**Given request**
Quote every line as written. Omit pictures.

**Working data**
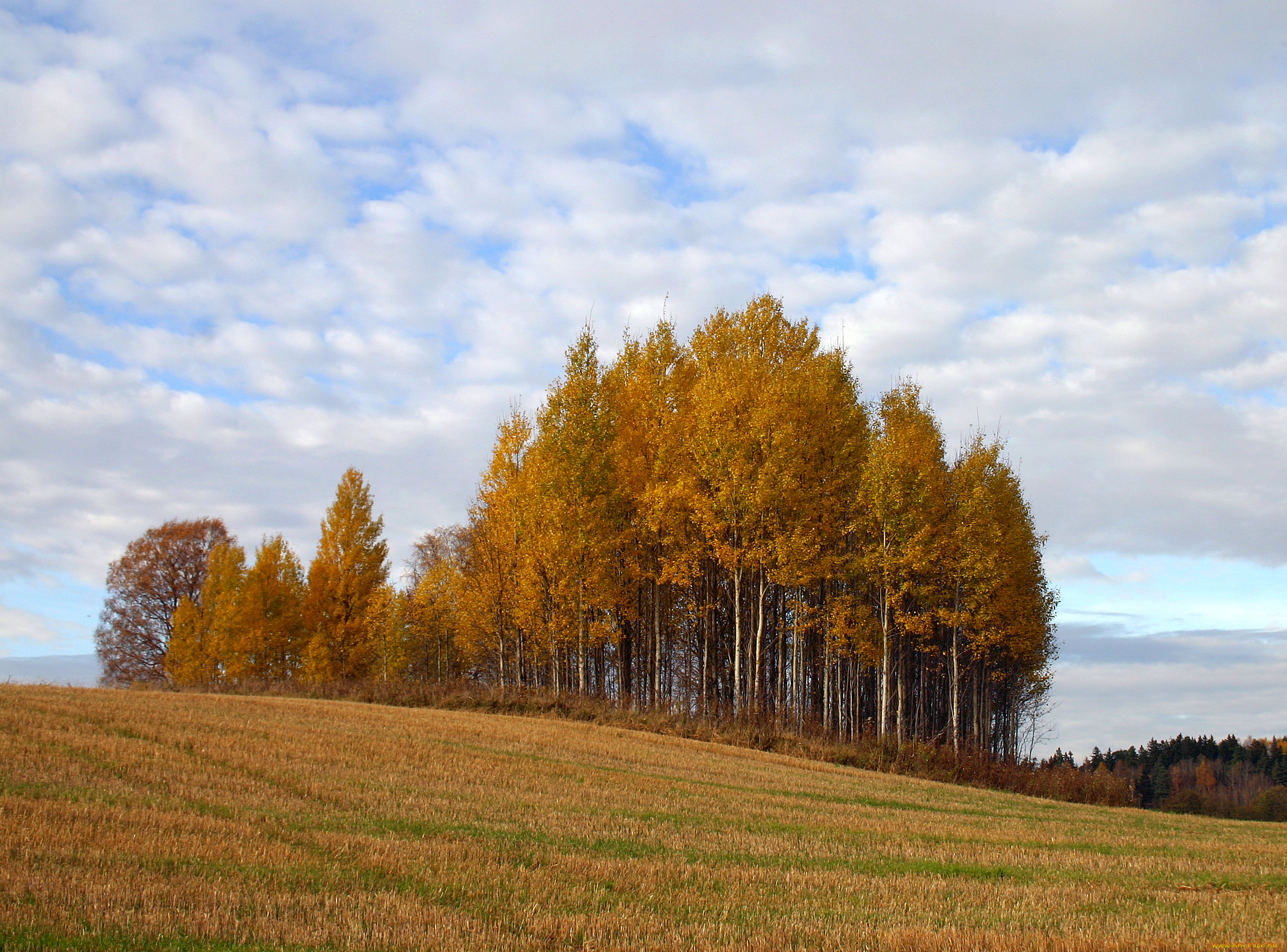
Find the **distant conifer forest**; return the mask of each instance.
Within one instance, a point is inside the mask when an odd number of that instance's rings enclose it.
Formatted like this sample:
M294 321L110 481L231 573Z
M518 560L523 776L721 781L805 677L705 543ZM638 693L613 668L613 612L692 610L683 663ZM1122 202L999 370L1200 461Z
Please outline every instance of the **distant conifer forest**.
M306 570L218 518L149 530L108 574L107 681L463 679L1009 762L1036 740L1057 598L1004 445L949 454L912 382L865 401L770 296L606 363L584 331L400 585L382 525L350 470Z
M1041 763L1073 767L1063 750ZM1112 776L1140 807L1211 817L1287 821L1287 737L1151 740L1139 749L1095 747L1079 769Z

**Task result**
Find the **distant conifer forest**; return the mask of each instance.
Within one instance, a point is inside the mask when an odd number of that instance's rings enclose it.
Formatted like this sample:
M294 321L110 481L231 573Z
M518 560L523 776L721 781L805 677L705 543ZM638 693L613 668L613 612L692 610L683 663ZM1122 202L999 370L1200 461Z
Please outline every instance of the **distant conifer forest**.
M306 570L218 518L149 530L108 574L107 681L463 679L1009 762L1036 740L1057 598L1004 445L949 454L912 382L865 401L770 296L606 363L584 331L400 585L382 525L350 470Z
M1041 763L1073 767L1063 750ZM1112 776L1140 807L1211 817L1287 821L1287 737L1151 740L1139 749L1095 747L1079 769Z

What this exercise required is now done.